Exercise brief >> Everything from the line containing "Exercise. Pick out the cow's head" through the end of the entries should be output exactly; nothing before it is wanted.
** Opening Data for this task block **
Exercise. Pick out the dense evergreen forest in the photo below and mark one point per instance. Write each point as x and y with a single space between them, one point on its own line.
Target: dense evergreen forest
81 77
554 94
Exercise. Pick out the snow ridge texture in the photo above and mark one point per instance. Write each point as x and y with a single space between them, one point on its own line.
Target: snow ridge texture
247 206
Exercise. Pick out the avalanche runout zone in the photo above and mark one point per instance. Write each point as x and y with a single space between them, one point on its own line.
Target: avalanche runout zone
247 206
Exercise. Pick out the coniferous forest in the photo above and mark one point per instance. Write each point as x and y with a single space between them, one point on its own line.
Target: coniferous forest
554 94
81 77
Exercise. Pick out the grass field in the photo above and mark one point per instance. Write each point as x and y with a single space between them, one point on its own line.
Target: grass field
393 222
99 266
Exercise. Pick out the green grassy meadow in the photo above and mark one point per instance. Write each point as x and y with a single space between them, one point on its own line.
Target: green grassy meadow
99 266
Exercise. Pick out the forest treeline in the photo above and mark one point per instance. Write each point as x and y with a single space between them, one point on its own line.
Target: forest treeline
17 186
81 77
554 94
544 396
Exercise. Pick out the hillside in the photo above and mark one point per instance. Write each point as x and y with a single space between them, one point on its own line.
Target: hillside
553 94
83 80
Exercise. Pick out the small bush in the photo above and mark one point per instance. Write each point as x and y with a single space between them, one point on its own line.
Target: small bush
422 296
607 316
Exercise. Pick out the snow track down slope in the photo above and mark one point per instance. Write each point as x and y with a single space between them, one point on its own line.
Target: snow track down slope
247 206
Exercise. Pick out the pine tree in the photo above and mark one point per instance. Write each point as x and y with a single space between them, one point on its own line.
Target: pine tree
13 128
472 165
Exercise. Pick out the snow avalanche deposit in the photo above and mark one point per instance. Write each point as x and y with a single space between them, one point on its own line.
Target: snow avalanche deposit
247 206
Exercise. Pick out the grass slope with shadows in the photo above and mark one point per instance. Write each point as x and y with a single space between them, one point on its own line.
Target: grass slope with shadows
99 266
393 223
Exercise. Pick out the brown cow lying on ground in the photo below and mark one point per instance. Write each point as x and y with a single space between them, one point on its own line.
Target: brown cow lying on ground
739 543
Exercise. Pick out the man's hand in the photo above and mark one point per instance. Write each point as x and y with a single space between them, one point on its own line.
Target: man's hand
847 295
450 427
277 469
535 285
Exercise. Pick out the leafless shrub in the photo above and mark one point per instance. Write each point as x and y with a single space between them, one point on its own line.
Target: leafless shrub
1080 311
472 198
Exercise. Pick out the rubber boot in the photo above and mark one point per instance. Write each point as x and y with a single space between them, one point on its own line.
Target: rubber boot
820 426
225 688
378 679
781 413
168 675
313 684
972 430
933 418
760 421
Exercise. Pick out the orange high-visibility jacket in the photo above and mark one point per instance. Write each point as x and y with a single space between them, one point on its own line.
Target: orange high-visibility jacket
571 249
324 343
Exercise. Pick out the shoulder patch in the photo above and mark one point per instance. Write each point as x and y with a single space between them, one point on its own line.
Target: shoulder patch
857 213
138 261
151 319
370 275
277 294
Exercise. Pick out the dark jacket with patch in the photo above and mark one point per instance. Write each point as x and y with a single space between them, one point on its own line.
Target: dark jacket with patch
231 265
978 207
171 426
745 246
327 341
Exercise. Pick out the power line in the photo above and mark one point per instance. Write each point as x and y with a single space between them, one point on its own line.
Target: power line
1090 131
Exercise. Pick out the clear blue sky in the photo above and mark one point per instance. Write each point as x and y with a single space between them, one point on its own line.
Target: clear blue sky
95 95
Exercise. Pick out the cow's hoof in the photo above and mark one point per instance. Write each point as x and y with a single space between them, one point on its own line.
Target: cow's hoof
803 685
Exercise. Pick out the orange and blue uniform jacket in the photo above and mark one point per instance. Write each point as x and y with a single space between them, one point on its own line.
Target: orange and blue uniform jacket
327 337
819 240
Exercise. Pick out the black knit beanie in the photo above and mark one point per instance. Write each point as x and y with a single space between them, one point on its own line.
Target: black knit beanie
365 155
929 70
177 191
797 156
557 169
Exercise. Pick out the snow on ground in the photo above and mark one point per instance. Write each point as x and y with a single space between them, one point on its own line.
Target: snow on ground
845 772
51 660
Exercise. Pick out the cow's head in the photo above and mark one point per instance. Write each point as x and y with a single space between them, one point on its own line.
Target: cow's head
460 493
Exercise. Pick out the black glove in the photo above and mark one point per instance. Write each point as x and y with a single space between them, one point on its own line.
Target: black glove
** Closing Data for this task block **
Result of the task >>
Exercise. Pick out the cow's head in the photo above and mark one point per instance. Write each point as x and y with a single space between them, one point on its own line.
Target: cow's head
460 493
Exercise. Pick out the black glove in the photo above and mark one point per instance. Write each point as x and y with a single space between them, one point on its own line.
Target: black glove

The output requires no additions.